TEXT EXCERPT
┄┄┄┄┄┄┄┄┄┄┄┄┄┄┄┄┄┄┄┄
Director Todd Phillips finds the skin-crawling middle ground between sympathy and revulsion, as Joker takes the audience directly into the sad, lonely life of Arthur Fleck (Joaquin Phoenix). He's working as a clown-for-hire, living in a grimy apartment with his mother Penny (Frances Conroy) and becoming fixated on the abrasively cheerful talk show host Murray Franklin (Robert De Niro).
 
Arthur is violently assaulted twice, loses the funding for his mental health treatments, and begins stalking his neighbour Sophie Dumond (Zazie Beetz). Oh, and he's got a nervous condition that makes him laugh maniacally when he's stressed out — which sounds like it might be funny, except it really isn't.
 
Empathizing with a sad, self-pitying killer is a sketchy prospect in our world of incels and mass shooters, but Joker pulls it off, thanks to Phoenix's masterfully nuanced performance. He slips in and out of psychosis, prancing flamboyantly one moment and lashing out angrily the next. He shows glimmers of true caring alongside explosions of violence, both of which Phoenix sells with a frenzied energy. Even when Joker ventures into morally murky territory, it feels grimly realistic.
┄┄┄┄┄┄┄┄┄┄┄┄┄┄┄┄┄┄┄┄
TO DO
1 – Condense the paragraph of the Joker review that begins "Arthur is violently assaulted twice" into a short bulleted list that keeps its main facts.
2 – Decide whether each statement agrees with the Joker review, answering yes or no and quoting the words of the review that settle it: (a) Arthur lives with his mother Penny. (b) Arthur earns his living as a talk show host. (c) Arthur's maniacal laughter comes on when he is stressed.
3 – Resume the Joker review after its final sentence, writing one more paragraph in the same voice.

INFORMATION SHOWN
┄┄┄┄┄┄┄┄┄┄┄┄┄┄┄┄┄┄┄┄
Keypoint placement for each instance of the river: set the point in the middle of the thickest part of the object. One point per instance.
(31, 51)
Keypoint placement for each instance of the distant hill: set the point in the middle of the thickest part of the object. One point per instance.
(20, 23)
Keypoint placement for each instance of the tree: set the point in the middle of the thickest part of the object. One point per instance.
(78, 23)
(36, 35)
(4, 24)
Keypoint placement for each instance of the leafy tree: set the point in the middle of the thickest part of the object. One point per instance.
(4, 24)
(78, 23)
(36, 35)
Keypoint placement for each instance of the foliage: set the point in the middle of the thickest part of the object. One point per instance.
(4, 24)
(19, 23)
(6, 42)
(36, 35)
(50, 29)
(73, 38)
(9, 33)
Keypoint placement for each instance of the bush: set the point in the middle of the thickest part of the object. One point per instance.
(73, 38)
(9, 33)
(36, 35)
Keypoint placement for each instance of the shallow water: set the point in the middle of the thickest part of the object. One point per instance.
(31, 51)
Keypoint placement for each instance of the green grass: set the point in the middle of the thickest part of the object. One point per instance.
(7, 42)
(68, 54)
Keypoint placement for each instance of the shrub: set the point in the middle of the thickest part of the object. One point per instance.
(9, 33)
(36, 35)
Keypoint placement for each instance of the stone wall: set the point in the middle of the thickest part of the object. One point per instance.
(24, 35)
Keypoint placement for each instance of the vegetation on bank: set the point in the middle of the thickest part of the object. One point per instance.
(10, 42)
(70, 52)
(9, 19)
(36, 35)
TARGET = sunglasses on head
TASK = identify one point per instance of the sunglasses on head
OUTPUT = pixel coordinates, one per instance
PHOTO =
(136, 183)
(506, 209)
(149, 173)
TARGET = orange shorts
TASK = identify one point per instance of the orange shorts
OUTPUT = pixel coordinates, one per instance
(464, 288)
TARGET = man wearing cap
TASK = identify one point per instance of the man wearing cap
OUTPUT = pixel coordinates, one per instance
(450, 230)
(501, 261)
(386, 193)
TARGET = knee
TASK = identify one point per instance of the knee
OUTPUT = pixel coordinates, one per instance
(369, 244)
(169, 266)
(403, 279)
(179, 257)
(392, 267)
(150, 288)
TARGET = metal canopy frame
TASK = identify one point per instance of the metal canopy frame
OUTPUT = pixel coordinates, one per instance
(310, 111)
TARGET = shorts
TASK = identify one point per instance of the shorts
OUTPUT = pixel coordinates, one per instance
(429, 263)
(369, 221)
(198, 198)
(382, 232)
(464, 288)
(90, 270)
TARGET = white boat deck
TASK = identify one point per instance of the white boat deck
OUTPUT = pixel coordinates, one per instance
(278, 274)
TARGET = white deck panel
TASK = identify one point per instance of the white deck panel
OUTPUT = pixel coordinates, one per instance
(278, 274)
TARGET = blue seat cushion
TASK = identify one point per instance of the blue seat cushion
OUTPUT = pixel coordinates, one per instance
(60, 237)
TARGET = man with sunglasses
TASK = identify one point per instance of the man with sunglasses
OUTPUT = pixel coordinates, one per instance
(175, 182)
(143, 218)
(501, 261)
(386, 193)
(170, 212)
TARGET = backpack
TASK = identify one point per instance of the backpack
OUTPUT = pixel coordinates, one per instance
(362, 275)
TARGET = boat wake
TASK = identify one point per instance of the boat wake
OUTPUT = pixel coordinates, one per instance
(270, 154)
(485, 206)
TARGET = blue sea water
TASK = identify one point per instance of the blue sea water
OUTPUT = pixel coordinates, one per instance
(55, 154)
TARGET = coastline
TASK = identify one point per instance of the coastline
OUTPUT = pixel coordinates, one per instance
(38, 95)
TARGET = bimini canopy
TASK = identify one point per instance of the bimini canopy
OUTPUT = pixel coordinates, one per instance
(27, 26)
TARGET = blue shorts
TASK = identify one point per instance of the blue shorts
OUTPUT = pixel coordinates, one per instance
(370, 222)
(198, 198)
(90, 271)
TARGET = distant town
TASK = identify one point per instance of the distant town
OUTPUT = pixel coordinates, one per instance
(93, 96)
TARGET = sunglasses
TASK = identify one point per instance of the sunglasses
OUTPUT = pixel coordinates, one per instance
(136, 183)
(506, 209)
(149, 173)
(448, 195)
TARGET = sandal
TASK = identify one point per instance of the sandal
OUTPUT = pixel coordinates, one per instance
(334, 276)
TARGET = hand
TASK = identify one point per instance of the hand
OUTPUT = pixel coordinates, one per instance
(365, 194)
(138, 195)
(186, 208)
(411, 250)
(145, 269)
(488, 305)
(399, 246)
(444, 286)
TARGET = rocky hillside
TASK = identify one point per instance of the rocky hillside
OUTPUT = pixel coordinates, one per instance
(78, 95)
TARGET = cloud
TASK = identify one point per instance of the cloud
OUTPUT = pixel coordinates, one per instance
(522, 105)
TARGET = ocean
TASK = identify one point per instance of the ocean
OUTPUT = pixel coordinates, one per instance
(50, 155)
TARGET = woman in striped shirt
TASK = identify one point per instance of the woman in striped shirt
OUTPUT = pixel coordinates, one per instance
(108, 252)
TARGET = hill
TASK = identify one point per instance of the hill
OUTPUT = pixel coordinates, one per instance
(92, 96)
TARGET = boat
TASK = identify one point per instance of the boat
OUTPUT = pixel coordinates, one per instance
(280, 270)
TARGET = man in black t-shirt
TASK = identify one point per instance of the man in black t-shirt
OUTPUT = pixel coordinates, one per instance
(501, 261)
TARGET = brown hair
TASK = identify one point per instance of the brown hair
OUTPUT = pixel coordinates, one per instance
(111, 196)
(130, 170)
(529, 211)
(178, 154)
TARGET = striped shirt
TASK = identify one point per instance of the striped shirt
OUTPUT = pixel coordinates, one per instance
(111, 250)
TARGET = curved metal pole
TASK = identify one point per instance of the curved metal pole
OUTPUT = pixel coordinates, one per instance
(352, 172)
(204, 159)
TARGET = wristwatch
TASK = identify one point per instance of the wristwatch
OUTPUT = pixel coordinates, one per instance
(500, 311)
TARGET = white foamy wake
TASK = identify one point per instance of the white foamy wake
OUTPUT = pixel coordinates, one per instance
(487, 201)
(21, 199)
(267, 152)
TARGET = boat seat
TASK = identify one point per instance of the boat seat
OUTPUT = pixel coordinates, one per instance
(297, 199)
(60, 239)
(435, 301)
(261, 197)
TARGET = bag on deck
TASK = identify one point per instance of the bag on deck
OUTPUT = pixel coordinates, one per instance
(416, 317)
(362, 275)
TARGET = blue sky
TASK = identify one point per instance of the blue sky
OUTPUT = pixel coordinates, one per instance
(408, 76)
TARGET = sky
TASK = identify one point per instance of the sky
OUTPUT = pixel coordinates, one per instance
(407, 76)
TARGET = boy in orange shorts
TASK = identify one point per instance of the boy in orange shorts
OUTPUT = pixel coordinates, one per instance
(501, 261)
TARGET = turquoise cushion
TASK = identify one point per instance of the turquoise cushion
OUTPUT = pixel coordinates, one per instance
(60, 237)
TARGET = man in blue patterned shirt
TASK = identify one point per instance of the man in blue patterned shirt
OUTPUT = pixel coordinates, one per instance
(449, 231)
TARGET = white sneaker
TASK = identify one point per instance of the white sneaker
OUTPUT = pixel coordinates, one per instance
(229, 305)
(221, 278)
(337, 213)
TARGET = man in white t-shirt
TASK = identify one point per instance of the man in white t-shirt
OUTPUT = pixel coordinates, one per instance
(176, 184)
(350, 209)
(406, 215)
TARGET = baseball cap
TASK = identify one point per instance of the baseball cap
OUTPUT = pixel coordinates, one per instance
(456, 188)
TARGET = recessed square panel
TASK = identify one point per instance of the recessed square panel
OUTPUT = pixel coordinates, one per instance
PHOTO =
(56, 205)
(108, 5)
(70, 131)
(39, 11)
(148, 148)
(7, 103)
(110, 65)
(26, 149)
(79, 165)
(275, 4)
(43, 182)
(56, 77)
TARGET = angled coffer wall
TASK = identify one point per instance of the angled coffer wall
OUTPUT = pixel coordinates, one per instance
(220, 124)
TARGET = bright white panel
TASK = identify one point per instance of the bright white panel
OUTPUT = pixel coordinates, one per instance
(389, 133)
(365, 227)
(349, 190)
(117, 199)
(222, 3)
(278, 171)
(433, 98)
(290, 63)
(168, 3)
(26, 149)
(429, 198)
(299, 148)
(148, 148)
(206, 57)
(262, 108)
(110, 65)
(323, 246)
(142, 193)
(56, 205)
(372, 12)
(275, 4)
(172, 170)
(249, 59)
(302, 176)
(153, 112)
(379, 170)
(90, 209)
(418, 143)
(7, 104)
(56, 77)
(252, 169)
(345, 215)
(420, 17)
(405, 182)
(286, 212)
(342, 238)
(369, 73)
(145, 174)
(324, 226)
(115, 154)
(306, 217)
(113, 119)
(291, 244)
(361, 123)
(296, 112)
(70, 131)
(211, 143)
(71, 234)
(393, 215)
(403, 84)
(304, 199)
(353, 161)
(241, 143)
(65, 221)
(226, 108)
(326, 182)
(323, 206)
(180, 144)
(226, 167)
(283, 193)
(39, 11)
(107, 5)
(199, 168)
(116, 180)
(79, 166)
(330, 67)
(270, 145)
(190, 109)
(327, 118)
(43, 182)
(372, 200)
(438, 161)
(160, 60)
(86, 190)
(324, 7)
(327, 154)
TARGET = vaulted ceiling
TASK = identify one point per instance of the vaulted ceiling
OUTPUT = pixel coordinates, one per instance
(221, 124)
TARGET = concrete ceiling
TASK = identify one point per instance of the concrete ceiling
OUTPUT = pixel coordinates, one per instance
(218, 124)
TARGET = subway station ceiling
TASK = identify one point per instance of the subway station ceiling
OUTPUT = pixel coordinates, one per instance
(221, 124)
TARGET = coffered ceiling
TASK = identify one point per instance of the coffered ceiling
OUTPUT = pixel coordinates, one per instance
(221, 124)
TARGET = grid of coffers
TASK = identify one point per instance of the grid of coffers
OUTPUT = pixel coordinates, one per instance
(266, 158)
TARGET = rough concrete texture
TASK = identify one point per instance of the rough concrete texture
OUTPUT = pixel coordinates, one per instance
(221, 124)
┄┄┄┄┄┄┄┄┄┄┄┄┄┄┄┄┄┄┄┄
TASK RESULTS
1 –
- Arthur is violently assaulted twice.
- He loses the funding for his mental health treatments.
- He begins stalking his neighbor Sophie Dumond (Zazie Beetz).
- He has a nervous condition that makes him laugh maniacally when he's stressed, which isn't funny.

2 –
(a) Yes: "living in a grimy apartment with his mother Penny (Frances Conroy)"
(b) No: "He's working as a clown-for-hire"
(c) Yes: "makes him laugh maniacally when he's stressed out"

3 –
 
Throw in a jarring avant-classical score and lots of dingy, dimly lit locations, and Joker is a bit like a blockbuster art film. It alludes to numerous hot-button issues — mental health, violent misogyny, a class uprising against the one percent — and yet it feels like a private tragedy rather than a political statement. It's shocking and upsetting, which is both what makes it so brilliant and so uncomfortable to watch.